----- Records provided -----
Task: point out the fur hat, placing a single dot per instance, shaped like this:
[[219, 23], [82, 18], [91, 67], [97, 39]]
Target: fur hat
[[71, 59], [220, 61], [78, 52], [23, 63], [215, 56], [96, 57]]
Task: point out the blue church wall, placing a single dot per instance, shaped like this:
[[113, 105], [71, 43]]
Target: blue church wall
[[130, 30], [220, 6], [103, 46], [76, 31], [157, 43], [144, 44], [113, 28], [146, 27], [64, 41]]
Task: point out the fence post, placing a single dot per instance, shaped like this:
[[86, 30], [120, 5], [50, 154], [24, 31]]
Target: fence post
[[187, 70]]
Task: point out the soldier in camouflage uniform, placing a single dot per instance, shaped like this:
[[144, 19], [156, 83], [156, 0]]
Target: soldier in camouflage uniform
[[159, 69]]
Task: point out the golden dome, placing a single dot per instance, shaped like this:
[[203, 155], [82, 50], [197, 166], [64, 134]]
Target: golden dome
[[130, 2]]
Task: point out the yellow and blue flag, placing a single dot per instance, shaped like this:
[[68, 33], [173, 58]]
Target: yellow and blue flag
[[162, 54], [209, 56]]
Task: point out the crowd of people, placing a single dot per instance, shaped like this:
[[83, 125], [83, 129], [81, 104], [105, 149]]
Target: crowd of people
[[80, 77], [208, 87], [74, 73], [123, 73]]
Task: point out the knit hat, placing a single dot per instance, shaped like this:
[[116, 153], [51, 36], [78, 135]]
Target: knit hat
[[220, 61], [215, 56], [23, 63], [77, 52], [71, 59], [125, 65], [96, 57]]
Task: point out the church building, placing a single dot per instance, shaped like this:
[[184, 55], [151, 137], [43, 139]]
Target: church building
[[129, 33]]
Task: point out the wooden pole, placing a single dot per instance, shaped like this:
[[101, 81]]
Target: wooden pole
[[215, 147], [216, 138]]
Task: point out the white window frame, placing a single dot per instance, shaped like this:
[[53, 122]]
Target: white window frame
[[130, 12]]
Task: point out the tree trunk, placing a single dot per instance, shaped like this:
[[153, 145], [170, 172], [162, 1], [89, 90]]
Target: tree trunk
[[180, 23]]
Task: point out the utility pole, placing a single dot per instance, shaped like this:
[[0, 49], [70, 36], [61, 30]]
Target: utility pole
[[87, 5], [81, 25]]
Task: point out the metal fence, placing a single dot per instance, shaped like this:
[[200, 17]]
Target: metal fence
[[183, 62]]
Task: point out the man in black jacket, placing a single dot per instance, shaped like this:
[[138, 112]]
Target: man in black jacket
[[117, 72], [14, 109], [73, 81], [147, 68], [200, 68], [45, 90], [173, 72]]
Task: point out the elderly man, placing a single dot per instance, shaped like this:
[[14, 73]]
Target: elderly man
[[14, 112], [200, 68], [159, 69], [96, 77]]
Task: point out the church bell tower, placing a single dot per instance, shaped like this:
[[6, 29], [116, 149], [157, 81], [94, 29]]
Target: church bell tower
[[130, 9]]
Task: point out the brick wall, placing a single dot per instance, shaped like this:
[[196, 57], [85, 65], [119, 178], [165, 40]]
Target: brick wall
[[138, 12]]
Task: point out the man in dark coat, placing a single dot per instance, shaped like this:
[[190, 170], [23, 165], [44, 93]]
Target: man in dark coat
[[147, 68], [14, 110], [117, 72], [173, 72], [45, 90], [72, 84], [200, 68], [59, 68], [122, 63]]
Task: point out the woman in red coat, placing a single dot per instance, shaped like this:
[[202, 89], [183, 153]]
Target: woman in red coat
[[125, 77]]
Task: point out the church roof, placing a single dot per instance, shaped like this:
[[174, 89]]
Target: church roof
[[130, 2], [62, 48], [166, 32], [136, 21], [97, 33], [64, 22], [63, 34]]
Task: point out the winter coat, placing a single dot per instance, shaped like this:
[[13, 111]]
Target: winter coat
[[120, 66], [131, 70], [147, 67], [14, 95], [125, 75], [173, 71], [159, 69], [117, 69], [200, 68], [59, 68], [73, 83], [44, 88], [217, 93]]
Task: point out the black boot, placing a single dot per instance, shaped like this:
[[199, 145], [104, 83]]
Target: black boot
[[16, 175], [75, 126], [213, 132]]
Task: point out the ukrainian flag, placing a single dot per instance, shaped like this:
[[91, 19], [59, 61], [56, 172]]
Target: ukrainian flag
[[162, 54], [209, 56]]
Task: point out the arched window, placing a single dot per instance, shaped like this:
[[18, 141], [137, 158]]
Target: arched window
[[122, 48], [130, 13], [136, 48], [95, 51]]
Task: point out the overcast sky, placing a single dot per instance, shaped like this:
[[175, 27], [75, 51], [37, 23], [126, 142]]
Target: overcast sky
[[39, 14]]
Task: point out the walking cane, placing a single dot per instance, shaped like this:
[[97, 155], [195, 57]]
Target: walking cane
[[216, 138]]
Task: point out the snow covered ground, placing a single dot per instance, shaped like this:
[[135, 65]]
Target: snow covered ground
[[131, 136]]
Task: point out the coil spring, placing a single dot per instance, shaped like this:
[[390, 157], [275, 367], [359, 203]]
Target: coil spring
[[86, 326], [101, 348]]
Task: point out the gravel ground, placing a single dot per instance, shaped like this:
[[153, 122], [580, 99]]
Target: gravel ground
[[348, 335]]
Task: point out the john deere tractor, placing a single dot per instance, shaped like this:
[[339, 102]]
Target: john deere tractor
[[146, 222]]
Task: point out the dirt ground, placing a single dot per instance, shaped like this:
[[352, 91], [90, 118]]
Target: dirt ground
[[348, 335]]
-----
Edit the entries from the line that has "Task: point out the snow" through the line that has "[[86, 326], [101, 348]]" by replacing "coil spring" with "helical spring" and changing nothing else. Return only those lines.

Written answer —
Task: point out the snow covered ground, placing a single dot per instance, shaped like this:
[[135, 65]]
Target: snow covered ground
[[131, 136]]
Task: point out the helical spring, placing a single dot per instance, shaped like this:
[[390, 157], [275, 367], [359, 203]]
Target: helical spring
[[86, 326], [101, 348]]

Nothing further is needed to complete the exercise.